## DOCUMENT TEXT
<<<<

Attacks have stepped up in the country's northwest border, where government forces have battled al-Qaeda linked militants since late 2012
Tunisian forces are battling militants along the border the country shares with Algeria (AFP)

Four Tunisian soldiers were killed by a land mine on Wednesday along the country's northwest border, where the army has been battling Islamist militants, the defence ministry said.

"Four soldiers aboard a Hummer were killed by a land mine explosion during an anti-terror operation" at Jebel Ouergha in Kef province, said ministry spokesman Rachid Bouhoula.

Weapons "caches of the terrorists were destroyed and units of the security forces pursued these elements," Bouhoula told AFP.

The incident is the latest in a string of fatalities caused by roadside bombs and land mines in the remote border region, parts of which have been declared closed military zones as the security forces press a campaign against militants holed up there.

On Tuesday, four soldiers and two policemen were wounded when a roadside bomb exploded in the Kef region, two days after a similar attack injured another policeman.

Separately, a landmine killed a 19-year-old Tunisian overnight near Mount Chaambi, further south, according to the interior ministry.

Since late 2012, security forces have been battling militants hiding out in the Kef and Mount Chaambi regions and thought to be linked to al-Qaeda in the Islamic Maghreb (AQIM).

More than 20 soldiers and paramilitary police have been killed in the campaign, often by improvised land mines.

Last month, AQIM for the first time claimed responsibility for an attack in Tunisia, which has been rocked by Islamist violence since the 2011 revolution that toppled a decades-old dictatorship and touched off the Arab Spring.

A 27 May attack on the home of the interior minister, Lotfi Ben Jeddou, in the western Kasserine region, killed four policemen.

Authorities say they have gained the upper hand in the fight against militants active along the Algerian border, while acknowledging the campaign to root them all out will take time.

>>>>

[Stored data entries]

<<<<

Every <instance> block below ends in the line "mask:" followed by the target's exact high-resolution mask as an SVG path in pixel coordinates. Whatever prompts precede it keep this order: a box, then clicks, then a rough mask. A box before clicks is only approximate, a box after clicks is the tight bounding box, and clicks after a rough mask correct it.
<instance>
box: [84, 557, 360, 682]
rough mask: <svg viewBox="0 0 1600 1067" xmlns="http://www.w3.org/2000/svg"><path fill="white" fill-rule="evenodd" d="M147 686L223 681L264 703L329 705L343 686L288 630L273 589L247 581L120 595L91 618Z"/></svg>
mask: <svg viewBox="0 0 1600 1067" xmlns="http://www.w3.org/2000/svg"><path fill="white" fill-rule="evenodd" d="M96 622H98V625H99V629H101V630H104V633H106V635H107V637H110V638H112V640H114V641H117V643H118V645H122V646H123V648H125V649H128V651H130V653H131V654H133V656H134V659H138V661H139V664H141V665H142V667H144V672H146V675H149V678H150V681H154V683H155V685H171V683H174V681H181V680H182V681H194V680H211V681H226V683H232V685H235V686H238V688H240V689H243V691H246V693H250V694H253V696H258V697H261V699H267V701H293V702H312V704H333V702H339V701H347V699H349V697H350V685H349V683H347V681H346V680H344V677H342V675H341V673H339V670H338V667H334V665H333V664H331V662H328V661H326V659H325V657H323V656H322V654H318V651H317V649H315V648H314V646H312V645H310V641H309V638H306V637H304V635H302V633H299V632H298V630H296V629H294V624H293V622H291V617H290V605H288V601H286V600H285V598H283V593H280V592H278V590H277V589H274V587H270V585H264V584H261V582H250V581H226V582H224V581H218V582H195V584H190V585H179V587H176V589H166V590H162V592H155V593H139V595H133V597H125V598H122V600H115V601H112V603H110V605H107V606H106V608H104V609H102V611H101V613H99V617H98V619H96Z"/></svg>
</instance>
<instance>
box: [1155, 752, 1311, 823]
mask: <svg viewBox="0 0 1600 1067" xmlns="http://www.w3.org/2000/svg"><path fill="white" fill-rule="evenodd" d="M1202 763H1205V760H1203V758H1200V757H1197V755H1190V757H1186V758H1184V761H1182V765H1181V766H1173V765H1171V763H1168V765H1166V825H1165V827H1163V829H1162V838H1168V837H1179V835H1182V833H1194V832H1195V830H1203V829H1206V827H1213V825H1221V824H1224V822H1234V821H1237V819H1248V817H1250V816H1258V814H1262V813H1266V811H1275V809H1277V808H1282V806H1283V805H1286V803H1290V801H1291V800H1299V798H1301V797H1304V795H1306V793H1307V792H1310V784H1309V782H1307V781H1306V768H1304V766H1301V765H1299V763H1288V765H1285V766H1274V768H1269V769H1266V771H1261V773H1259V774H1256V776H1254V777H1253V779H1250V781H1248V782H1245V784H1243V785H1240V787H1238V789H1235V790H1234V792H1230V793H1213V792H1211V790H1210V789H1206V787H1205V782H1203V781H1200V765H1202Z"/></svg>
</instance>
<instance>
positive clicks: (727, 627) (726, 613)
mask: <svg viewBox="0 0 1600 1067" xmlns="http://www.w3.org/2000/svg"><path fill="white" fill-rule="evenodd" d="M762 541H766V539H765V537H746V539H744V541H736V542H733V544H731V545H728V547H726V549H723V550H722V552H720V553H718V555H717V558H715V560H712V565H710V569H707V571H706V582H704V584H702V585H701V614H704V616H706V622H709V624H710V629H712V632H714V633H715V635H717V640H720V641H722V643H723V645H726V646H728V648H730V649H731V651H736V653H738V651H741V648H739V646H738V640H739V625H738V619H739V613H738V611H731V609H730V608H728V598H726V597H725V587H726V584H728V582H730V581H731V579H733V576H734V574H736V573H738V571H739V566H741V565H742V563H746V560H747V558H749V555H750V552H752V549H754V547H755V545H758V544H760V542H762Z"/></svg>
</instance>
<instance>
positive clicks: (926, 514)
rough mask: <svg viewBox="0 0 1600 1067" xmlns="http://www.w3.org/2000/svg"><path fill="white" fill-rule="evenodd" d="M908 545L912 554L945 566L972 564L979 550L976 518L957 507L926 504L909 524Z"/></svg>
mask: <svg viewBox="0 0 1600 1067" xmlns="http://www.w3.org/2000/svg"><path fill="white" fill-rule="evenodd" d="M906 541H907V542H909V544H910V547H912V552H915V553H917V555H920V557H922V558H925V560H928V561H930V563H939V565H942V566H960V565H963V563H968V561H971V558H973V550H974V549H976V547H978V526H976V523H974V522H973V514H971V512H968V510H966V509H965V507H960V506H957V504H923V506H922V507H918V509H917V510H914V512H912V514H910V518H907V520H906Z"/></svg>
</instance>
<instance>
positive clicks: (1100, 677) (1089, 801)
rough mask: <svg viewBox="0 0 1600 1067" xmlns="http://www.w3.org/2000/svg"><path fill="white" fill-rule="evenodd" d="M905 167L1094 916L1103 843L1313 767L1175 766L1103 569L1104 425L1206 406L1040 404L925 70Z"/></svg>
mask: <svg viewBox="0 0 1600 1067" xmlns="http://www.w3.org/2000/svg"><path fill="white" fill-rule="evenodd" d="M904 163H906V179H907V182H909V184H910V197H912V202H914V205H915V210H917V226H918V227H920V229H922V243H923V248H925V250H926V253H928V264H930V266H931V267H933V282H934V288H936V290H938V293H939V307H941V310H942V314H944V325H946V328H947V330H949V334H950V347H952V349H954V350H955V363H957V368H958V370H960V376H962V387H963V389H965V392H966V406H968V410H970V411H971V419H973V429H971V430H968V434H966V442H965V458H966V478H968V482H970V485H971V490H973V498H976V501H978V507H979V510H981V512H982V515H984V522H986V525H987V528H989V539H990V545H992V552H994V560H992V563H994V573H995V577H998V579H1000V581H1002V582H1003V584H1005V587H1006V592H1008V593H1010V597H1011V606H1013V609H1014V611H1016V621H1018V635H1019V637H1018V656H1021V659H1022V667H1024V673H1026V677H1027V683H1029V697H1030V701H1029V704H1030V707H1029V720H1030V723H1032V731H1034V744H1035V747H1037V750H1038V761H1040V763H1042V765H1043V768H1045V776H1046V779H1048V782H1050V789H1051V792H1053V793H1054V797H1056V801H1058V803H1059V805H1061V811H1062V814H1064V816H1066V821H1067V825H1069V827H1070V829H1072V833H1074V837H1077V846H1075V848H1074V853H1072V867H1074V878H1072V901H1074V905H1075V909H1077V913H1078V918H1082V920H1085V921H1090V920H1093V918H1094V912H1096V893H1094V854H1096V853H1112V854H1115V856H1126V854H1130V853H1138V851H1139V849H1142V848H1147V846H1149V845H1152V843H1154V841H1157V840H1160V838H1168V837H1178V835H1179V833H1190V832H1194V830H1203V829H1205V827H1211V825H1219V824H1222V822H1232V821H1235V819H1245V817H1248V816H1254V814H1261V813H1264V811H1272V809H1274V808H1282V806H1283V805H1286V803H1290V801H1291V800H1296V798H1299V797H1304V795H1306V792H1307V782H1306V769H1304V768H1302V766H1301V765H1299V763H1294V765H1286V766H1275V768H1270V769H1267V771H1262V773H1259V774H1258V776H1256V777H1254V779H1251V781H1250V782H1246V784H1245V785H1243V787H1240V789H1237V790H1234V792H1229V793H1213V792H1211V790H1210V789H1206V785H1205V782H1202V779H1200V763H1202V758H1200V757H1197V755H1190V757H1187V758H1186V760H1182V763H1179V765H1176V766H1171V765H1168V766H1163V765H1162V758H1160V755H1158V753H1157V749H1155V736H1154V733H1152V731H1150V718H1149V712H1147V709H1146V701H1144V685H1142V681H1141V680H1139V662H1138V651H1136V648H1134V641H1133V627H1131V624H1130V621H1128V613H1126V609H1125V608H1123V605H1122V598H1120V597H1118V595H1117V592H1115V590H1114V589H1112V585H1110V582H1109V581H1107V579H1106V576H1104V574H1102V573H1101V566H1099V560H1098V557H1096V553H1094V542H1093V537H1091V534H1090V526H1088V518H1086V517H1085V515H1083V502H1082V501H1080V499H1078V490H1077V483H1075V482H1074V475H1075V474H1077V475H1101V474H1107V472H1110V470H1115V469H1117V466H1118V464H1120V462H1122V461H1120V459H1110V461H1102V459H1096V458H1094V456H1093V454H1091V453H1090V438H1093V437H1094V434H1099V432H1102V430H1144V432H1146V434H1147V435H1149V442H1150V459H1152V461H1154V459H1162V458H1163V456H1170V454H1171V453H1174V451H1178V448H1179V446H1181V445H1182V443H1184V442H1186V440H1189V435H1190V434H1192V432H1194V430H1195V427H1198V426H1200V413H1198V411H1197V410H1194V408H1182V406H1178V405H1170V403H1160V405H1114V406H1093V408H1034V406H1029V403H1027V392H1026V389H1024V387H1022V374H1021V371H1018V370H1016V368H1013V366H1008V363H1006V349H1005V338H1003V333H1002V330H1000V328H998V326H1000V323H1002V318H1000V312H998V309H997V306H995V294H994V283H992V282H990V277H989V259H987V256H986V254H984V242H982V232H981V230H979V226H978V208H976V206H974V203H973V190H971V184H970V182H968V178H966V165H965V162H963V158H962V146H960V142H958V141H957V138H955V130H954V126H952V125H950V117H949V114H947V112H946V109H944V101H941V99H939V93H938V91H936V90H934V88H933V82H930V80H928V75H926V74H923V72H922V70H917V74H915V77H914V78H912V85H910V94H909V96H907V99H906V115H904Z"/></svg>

>>>>

## WHAT IS BEING ASKED
According to the article on the Tunisian border attacks, where did the land mine that killed four soldiers aboard a Hummer explode?

## EXERCISE SOLUTION
At Jebel Ouergha in Kef province.